(Stored records)
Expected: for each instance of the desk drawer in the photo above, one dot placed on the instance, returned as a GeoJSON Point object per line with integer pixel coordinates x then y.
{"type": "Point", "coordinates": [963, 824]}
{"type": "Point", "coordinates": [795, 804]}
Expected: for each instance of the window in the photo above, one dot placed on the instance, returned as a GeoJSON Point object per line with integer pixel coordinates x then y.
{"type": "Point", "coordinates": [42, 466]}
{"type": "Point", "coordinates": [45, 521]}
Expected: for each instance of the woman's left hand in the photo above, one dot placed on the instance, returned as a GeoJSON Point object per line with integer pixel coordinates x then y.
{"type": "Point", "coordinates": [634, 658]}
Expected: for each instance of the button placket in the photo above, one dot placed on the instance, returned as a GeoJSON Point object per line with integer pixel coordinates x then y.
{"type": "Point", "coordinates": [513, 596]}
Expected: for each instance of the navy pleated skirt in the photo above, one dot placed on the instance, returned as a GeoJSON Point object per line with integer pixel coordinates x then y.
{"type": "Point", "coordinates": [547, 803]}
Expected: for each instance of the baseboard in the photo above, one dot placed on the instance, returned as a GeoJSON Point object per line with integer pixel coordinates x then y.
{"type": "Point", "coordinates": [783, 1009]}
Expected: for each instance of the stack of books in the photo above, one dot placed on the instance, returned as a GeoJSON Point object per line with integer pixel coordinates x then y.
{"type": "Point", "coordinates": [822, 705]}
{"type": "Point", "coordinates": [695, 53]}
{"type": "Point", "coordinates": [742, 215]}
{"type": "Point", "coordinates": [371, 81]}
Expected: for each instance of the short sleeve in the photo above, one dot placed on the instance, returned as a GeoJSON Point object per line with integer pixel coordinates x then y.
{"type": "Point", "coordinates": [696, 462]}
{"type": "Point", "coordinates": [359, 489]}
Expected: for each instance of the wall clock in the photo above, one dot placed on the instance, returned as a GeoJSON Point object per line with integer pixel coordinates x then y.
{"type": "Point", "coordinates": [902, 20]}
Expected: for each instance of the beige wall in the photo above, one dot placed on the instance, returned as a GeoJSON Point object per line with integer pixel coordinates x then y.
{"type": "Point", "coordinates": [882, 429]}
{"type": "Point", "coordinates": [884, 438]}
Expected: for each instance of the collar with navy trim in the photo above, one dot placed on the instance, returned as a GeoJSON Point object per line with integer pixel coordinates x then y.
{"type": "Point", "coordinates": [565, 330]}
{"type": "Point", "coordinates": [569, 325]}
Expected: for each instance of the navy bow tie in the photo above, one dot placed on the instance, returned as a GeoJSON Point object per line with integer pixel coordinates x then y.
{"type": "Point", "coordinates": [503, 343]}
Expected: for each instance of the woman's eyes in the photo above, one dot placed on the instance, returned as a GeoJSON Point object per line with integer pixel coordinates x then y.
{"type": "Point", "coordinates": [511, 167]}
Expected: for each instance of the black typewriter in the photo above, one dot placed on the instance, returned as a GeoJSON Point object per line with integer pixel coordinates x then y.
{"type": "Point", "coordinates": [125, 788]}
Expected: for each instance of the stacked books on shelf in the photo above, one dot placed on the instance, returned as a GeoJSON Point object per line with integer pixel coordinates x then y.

Problem requirements
Return the records above verbatim, in their entirety.

The answer
Expected: for each instance of the desk drawer in the photo above, one dot placed on the instance, returned as a GeoJSON Point object per line with integer pixel coordinates x then y.
{"type": "Point", "coordinates": [963, 824]}
{"type": "Point", "coordinates": [795, 804]}
Expected: for each instance of the window in the photo above, one dot placed on the instance, returned as a GeoJSON Point object per line with integer pixel coordinates x then y.
{"type": "Point", "coordinates": [42, 466]}
{"type": "Point", "coordinates": [45, 521]}
Expected: for each instance of the woman's left hand in the photo above, one dot placed on the instance, returned as a GeoJSON Point object per line with integer pixel coordinates x then y.
{"type": "Point", "coordinates": [634, 658]}
Expected: for each instance of the button placket in the photo above, one dot placed on the instance, returned as a GeoJSON Point object per line with integer pixel coordinates x then y.
{"type": "Point", "coordinates": [513, 596]}
Expected: for each instance of the navy pleated skirt in the photo above, one dot placed on the instance, returned as a GeoJSON Point object per line with integer pixel coordinates x then y.
{"type": "Point", "coordinates": [547, 803]}
Expected: for each instance of the baseboard in the photo above, one dot placed on the instance, returned as a GeoJSON Point object per line with integer pixel coordinates x then y.
{"type": "Point", "coordinates": [783, 1009]}
Expected: for each instance of the stack of books in the photo above, one dot placed on the instance, returned as a GeoJSON Point object per line with integer pixel coordinates x then y.
{"type": "Point", "coordinates": [822, 705]}
{"type": "Point", "coordinates": [695, 53]}
{"type": "Point", "coordinates": [742, 215]}
{"type": "Point", "coordinates": [371, 81]}
Expected: for each instance of the short sleeve in the photo above, one dot placed on the instance, returned as a GeoJSON Point object per line with integer pixel coordinates x then y.
{"type": "Point", "coordinates": [696, 462]}
{"type": "Point", "coordinates": [359, 489]}
Expected: for each instance of the wall clock in the photo above, one dot placed on the instance, returned as a GeoJSON Point object per line with integer pixel coordinates x then y.
{"type": "Point", "coordinates": [902, 20]}
Expected: for each instance of the beige wall in the photo above, one dot placed on the instance, returned as a GeoJSON Point object per line with integer pixel coordinates x then y.
{"type": "Point", "coordinates": [882, 429]}
{"type": "Point", "coordinates": [884, 438]}
Expected: for each instance of the collar with navy trim in the photo above, one dot placed on the instance, returned as a GeoJSON Point object per line with integer pixel coordinates x then y.
{"type": "Point", "coordinates": [565, 330]}
{"type": "Point", "coordinates": [569, 325]}
Expected: for each instance of the navy bow tie in the photo above, one dot placed on the instance, returned as a GeoJSON Point object per line with integer pixel coordinates x then y.
{"type": "Point", "coordinates": [503, 343]}
Expected: for each instance of the woman's eyes in the photo above, one dot placed on the instance, returned as a GeoJSON Point object per line with integer pixel coordinates x then y.
{"type": "Point", "coordinates": [511, 167]}
Expected: for each instance of the black typewriter in the photo above, one dot placed on the instance, returned as a GeoJSON Point object per line with integer pixel coordinates x then y.
{"type": "Point", "coordinates": [125, 788]}
Expected: for each instance of the stacked books on shelf in the photo above, one dot placed on the instance, returned as a GeoJSON Point object per line with integer pixel coordinates x then y.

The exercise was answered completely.